- [TEXT EXCERPT]
------------------------------------

Why more needs to be known about RBE effects in modern radiotherapy

Radiation therapy remains a very effective tool in the clinical management and cure of cancer and new techniques of radiation delivery continue to be developed. Of particular note is the growing world-wide interest in particle beam therapy (PBT) using protons or light ions. Such beams (particularly light ions) are associated with an increased relative biological effectiveness (RBE) which, when viewed alongside the more favourable physical distributions of radiation dose available with all forms of particle beams, makes them especially attractive for treating tumours which are associated with disappointing outcomes following conventional X-ray therapy. Although the large body of clinical experience already gained with conventional X-ray therapy will be of paramount importance in guiding the development of treatment programmes using particle beams, understanding and quantification of the RBE effects which are unique to the latter will also be essential. This is because the magnitude of RBE effect is not fixed for any one radiation/tissue combination but is subject to a number of other radiobiological influences. Such relationships may be quantified within the linear–quadratic radiobiological model, within which the associated concept of biologically effective dose (BED) provides a way of inter-comparing the overall biological impact of existing and projected treatments. This paper summarises the main features of RBE and BED, discusses the main quantitative implications for PBT and highlights why clear understanding of RBE effects will be essential to make best use of PBT. It also summarises other clinical applications where knowledge of and allowance for RBE effects is important and suggests that more needs to be done to allow safer practical applications.

------------------------------------

Summarize the abstract on RBE effects in modern radiotherapy in two sentences.

------------------------------------

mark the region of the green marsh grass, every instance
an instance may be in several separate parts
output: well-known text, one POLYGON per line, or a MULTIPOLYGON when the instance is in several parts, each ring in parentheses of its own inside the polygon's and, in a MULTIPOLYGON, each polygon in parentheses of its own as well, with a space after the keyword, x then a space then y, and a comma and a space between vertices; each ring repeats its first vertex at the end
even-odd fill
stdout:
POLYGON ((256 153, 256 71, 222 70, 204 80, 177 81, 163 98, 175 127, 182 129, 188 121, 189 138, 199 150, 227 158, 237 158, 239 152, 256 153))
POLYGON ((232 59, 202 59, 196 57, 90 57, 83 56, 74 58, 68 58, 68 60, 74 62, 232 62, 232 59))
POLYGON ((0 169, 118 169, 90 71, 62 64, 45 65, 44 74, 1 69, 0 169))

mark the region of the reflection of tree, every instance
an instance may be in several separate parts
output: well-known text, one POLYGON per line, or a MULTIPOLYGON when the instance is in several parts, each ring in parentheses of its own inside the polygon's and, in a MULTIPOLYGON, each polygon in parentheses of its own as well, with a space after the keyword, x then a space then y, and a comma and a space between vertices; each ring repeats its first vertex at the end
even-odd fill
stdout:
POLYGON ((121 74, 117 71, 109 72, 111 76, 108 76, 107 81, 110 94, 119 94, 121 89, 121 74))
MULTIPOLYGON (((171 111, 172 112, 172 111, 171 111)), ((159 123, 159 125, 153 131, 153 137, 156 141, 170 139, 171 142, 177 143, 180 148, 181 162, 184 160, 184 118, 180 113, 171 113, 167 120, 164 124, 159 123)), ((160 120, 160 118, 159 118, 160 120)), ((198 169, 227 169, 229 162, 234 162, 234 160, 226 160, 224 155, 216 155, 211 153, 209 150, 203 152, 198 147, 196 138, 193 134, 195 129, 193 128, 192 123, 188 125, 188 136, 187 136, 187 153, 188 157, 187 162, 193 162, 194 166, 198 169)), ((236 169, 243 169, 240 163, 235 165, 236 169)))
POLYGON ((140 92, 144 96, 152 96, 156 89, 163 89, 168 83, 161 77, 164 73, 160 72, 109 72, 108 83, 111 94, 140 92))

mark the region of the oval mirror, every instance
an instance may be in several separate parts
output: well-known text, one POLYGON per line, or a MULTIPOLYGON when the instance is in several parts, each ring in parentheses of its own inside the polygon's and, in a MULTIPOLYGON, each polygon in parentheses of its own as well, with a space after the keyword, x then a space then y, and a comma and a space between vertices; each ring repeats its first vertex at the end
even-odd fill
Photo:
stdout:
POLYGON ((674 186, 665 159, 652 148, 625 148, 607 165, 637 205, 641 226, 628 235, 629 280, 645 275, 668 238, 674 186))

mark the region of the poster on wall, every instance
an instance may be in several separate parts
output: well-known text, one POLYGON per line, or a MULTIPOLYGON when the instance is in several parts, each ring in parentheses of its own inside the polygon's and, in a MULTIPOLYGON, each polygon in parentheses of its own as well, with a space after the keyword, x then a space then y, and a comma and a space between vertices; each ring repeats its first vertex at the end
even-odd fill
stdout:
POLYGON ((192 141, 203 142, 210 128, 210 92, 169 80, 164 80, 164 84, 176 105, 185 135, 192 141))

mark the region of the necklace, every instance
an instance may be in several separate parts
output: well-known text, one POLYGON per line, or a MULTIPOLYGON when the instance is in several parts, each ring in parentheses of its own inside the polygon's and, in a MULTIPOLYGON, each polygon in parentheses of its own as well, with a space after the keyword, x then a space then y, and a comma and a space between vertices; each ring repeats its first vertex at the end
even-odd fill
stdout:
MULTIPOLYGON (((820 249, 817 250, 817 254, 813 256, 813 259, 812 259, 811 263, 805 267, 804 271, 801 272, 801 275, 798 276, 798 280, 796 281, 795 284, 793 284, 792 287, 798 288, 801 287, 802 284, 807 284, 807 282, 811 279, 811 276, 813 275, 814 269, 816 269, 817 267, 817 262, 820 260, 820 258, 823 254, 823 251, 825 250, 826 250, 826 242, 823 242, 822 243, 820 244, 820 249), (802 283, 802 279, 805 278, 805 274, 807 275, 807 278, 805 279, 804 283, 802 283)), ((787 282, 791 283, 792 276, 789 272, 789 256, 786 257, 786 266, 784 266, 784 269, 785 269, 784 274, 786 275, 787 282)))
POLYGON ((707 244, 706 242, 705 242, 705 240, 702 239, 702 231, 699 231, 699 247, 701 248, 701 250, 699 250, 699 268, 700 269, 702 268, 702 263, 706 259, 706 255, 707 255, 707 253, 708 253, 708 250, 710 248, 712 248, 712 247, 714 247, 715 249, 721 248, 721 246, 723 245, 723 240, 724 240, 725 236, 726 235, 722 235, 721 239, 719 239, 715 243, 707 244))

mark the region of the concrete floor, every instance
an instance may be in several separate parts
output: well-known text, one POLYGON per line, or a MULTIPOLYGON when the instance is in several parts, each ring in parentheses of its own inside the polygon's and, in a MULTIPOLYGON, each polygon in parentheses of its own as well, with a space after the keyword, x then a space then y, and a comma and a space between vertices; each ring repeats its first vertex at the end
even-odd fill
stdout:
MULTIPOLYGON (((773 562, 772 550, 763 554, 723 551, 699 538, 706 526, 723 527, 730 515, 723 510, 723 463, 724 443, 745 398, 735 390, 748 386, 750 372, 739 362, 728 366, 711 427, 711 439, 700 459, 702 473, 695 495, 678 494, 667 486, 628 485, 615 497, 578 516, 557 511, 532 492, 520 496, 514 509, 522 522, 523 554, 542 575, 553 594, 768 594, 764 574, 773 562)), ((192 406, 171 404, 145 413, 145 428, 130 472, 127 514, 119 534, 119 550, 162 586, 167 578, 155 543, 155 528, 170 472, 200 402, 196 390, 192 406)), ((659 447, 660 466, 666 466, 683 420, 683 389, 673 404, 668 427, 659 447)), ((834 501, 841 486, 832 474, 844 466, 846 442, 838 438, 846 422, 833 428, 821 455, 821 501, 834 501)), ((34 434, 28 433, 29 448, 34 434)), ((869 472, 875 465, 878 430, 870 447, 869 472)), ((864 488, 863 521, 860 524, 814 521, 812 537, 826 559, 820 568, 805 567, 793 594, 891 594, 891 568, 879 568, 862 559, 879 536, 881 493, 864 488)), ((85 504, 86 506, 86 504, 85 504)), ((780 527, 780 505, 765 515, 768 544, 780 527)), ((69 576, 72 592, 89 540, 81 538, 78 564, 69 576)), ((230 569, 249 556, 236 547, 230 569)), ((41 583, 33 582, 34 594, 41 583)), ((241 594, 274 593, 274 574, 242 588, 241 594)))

------------------------------------

- [ANSWER TO THIS PROBLEM] Particle beam therapy with protons or light ions is drawing growing worldwide interest because these beams combine an increased relative biological effectiveness (RBE) with more favorable physical dose distributions. Since the size of the RBE effect is not fixed but shifts with other radiobiological influences, the paper uses the linear–quadratic model and biologically effective dose (BED) to argue that clear understanding of RBE is essential for making best and safer use of such therapy.